* [AUFGABEN]
a – Nenne alle Paragrafen der AO 1977, die der Text zur Festsetzungsfrist unter „Normenkette“ anführt, jeweils mit den dort genannten Absätzen, Sätzen und Nummern.
b – Führe den Text zur Festsetzungsfrist im Anschluss an seinen letzten Satz weiter.

* [ZITIERTER TEXT]
■ ■ ■
Entscheidungsstichwort (Thema)
Beginn der Festsetzungsfrist bei Abgabe einer unrichtigen Steuererklärung
Leitsatz (NV)
1. Die Festsetzungs- bzw. Feststellungsfrist beginnt i.S. von § 170 Abs. 2 Satz 1 Nr. 1 AO 1977 mit Ablauf des Jahres, in dem die Steuer- bzw. Feststellungserklärung abgegeben wird, und zwar auch dann, wenn die abgegebene Erklärung teilweise unvollständig oder unrichtig ist. Etwas anderes gilt nur dann, wenn die Erklärung derart lückenhaft ist, dass dies praktisch auf das Nichteinreichen der Erklärung hinausläuft.
2. Geben die Steuerpflichtigen eine Erklärung ab, in dem sie nur gemeinsam erzielte Einkünfte aus Vermietung und Verpachtung angeben, und zwar aus dem früher selbst bewirtschafteten landwirtschaftlichen Betriebsvermögen und ermittelt das Finanzamt aufgrund dieser Erklärung den Sachverhalt weiter, ist es für den Beginn der Festsetzungsfrist unerheblich, ob diese Einkünfte gemäß § 180 Abs. 1 Nr. 2b AO 1977 als Einkünfte aus Land- und Forstwirtschaft hätten festgestellt werden müssen.
Normenkette
AO 1977 § 169 Abs. 1 S. 1, § 170 Abs. 2 S. 1 Nr. 1, § 180 Abs. 1 Nrn. 2a, 2b, § 181 Abs. 1 S. 2; EStG §§ 13-14, 16
Verfahrensgang
Tatbestand
I. Zwischen den Beteiligten war vor dem Finanzgericht (FG) streitig, ob der Gewinn aus der Veräußerung von Grundstücksflächen bei den Einkünften aus Land- und Forstwirtschaft zu erfassen ist.
■ ■ ■
* [DATENABSCHNITT]
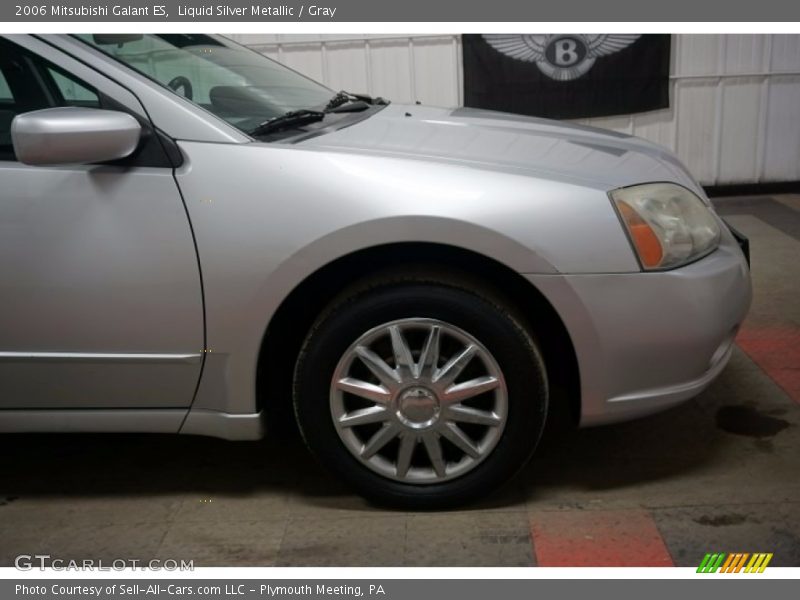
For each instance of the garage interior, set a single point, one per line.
■ ■ ■
* [ERWARTETE ERGEBNISSE]
a – § 169 Abs. 1 S. 1, § 170 Abs. 2 S. 1 Nr. 1, § 180 Abs. 1 Nrn. 2a, 2b, § 181 Abs. 1 S. 2

b –
Die Kläger und Revisionskläger (Kläger) sind neben ihrer Mutter (M) die Miterben nach ihrem am … 1986 verstorbenen Vater (V). M übertrug durch notariellen Vertrag vom … 1989 ihren hälftigen Anteil an dem ererbten Grundbesitz zu gleichen Teilen auf die beiden Kläger. V hatte nach den Feststellungen des FG seinen landwirtschaftlichen Betrieb (ca. 5,2 ha groß) selbst bewirtschaftet. In der Erklärung über die Tierhaltung für das Wirtschaftsjahr 1979/80 vom 9. Dezember 1981 hatte er angegeben, die selbst bewirtschaftete Fläche betrage nur noch 2 ha. Für die Erbengemeinschaft teilte die Klägerin zu 1 der Landwirtschaftlichen Berufsgenossenschaft mit Schreiben vom 8. Juni 1991 mit, die land- und forstwirtschaftlichen Flächen würden seit Januar 1988 nicht mehr bewirtschaftet. Nach einem Vermerk des später mit der Sache befassten Betriebsprüfers war bereits V einkommensteuerlich nicht mehr geführt worden.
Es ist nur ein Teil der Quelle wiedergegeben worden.